[Records excerpted from a collection]
==================================================

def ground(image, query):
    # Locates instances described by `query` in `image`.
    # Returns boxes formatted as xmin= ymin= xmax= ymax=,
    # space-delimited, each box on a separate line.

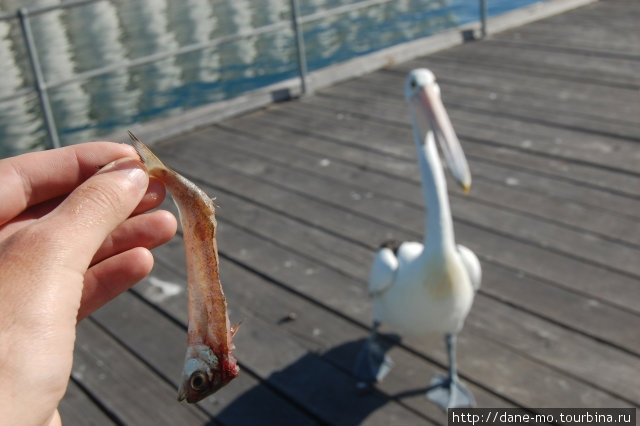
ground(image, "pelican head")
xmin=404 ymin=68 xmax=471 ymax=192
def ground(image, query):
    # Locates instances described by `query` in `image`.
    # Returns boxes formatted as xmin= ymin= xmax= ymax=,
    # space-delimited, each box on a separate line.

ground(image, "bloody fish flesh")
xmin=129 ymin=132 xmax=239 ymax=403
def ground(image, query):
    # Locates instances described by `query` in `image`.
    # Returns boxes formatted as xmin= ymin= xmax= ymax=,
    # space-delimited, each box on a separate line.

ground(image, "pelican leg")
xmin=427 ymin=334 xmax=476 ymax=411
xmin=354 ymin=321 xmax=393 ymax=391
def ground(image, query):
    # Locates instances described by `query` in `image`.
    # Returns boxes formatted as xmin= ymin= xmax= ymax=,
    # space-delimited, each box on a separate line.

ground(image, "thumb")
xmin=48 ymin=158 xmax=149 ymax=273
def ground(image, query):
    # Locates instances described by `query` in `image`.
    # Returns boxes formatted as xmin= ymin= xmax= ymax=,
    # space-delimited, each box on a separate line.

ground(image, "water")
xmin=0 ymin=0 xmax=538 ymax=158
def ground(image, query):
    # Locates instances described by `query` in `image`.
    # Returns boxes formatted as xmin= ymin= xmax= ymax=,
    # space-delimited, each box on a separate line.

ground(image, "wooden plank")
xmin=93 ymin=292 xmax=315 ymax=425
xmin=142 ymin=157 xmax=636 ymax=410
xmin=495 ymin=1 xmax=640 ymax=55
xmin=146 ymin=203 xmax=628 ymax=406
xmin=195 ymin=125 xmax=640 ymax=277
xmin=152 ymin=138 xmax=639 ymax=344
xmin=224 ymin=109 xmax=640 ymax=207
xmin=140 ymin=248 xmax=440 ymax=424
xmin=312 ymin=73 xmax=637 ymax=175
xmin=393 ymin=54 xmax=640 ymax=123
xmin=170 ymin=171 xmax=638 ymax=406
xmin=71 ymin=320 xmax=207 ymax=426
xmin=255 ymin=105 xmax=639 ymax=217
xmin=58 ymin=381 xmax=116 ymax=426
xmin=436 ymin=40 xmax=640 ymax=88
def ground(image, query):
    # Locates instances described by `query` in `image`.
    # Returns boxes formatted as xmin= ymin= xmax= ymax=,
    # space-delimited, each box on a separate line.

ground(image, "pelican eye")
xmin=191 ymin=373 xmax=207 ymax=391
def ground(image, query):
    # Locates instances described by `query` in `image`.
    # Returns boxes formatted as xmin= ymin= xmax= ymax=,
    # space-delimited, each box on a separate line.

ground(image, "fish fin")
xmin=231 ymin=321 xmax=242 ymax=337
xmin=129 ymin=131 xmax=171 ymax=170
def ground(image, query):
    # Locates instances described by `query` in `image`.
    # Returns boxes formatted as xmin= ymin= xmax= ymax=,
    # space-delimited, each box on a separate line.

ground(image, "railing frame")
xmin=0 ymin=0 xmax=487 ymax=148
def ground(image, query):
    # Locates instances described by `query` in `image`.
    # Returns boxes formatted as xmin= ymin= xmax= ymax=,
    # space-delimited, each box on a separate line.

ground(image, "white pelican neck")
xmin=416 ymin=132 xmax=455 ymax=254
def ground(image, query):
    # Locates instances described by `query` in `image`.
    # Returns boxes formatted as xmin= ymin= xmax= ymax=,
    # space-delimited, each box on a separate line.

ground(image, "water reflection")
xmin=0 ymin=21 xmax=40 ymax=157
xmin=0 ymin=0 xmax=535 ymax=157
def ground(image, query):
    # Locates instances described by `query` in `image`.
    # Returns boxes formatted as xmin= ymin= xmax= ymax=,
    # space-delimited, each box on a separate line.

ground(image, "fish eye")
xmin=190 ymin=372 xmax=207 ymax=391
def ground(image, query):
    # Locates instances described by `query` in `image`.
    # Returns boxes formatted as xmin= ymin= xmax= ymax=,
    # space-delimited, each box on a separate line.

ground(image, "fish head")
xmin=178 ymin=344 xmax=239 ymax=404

==================================================

Transcribe the material above exactly, line for line, omitting the picture.

def ground(image, query):
    # Locates instances described by `query` in `image`.
    # Returns boxes formatted as xmin= ymin= xmax= ymax=,
    # space-delimited, each box on a separate line.

ground(image, "pelican head")
xmin=404 ymin=68 xmax=471 ymax=192
def ground(image, query):
    # Locates instances described by `query` in `image`.
    # Returns boxes formatted as xmin= ymin= xmax= ymax=,
    # space-delimited, each box on a separate line.

ground(image, "bloody fish flesh")
xmin=129 ymin=132 xmax=239 ymax=403
def ground(image, query):
    # Locates instances described by `query` in `image`.
    # Returns boxes formatted as xmin= ymin= xmax= ymax=,
    # space-delimited, each box on a separate line.

ground(image, "pelican leg")
xmin=427 ymin=334 xmax=476 ymax=411
xmin=354 ymin=321 xmax=393 ymax=391
def ground(image, query):
    # Locates instances described by `query` in `image`.
    # Returns boxes formatted as xmin= ymin= xmax= ymax=,
    # space-delimited, each box on a separate line.

ground(image, "thumb")
xmin=48 ymin=158 xmax=149 ymax=273
def ground(image, query):
    # Locates instances described by `query` in `image`.
    # Returns boxes formatted as xmin= ymin= xmax= ymax=,
    # space-delimited, each box on a separate line.

ground(image, "water")
xmin=0 ymin=0 xmax=538 ymax=158
def ground(image, query):
    # Locates instances described by `query` in `image`.
    # Returns boxes formatted as xmin= ymin= xmax= ymax=,
    # space-delimited, each box on a separate line.

ground(image, "wooden plank")
xmin=93 ymin=292 xmax=315 ymax=425
xmin=142 ymin=157 xmax=636 ymax=410
xmin=495 ymin=1 xmax=640 ymax=55
xmin=146 ymin=203 xmax=628 ymax=406
xmin=195 ymin=125 xmax=640 ymax=277
xmin=152 ymin=138 xmax=639 ymax=344
xmin=224 ymin=109 xmax=640 ymax=207
xmin=140 ymin=248 xmax=440 ymax=424
xmin=312 ymin=73 xmax=637 ymax=175
xmin=393 ymin=54 xmax=640 ymax=123
xmin=170 ymin=171 xmax=638 ymax=406
xmin=71 ymin=320 xmax=207 ymax=426
xmin=255 ymin=105 xmax=639 ymax=217
xmin=58 ymin=381 xmax=116 ymax=426
xmin=436 ymin=40 xmax=640 ymax=88
def ground(image, query):
    # Locates instances described by `query` in `image`.
    # Returns boxes formatted as xmin= ymin= xmax= ymax=,
    # space-delimited, each box on a separate line.

ground(image, "pelican eye")
xmin=191 ymin=373 xmax=207 ymax=391
def ground(image, query):
    # Locates instances described by `query` in `image`.
    # Returns boxes formatted as xmin= ymin= xmax= ymax=,
    # space-delimited, each box on a separate line.

ground(image, "fish fin")
xmin=231 ymin=321 xmax=242 ymax=337
xmin=129 ymin=131 xmax=171 ymax=170
def ground(image, query):
    # Locates instances described by `query` in `image`.
    # Returns boxes formatted as xmin= ymin= xmax= ymax=,
    # space-delimited, each box on a separate line.

ground(image, "railing frame")
xmin=0 ymin=0 xmax=487 ymax=148
def ground(image, query):
    # Locates instances described by `query` in `image`.
    # Returns boxes formatted as xmin= ymin= xmax= ymax=,
    # space-delimited, each box on a separate line.

ground(image, "white pelican neck")
xmin=416 ymin=132 xmax=455 ymax=254
def ground(image, query):
    # Locates instances described by `query` in `image`.
    # Returns boxes formatted as xmin= ymin= xmax= ymax=,
    # space-delimited, each box on a separate line.

ground(image, "water reflection")
xmin=0 ymin=21 xmax=40 ymax=157
xmin=0 ymin=0 xmax=535 ymax=157
def ground(image, query):
    # Locates instances described by `query` in `image`.
    # Returns boxes formatted as xmin= ymin= xmax= ymax=,
    # space-delimited, each box on a separate line.

ground(image, "fish eye")
xmin=190 ymin=372 xmax=207 ymax=391
def ground(image, query):
    # Locates instances described by `query` in `image`.
    # Returns boxes formatted as xmin= ymin= xmax= ymax=,
    # space-delimited, each box on a separate line.

ground(image, "fish head")
xmin=178 ymin=344 xmax=239 ymax=404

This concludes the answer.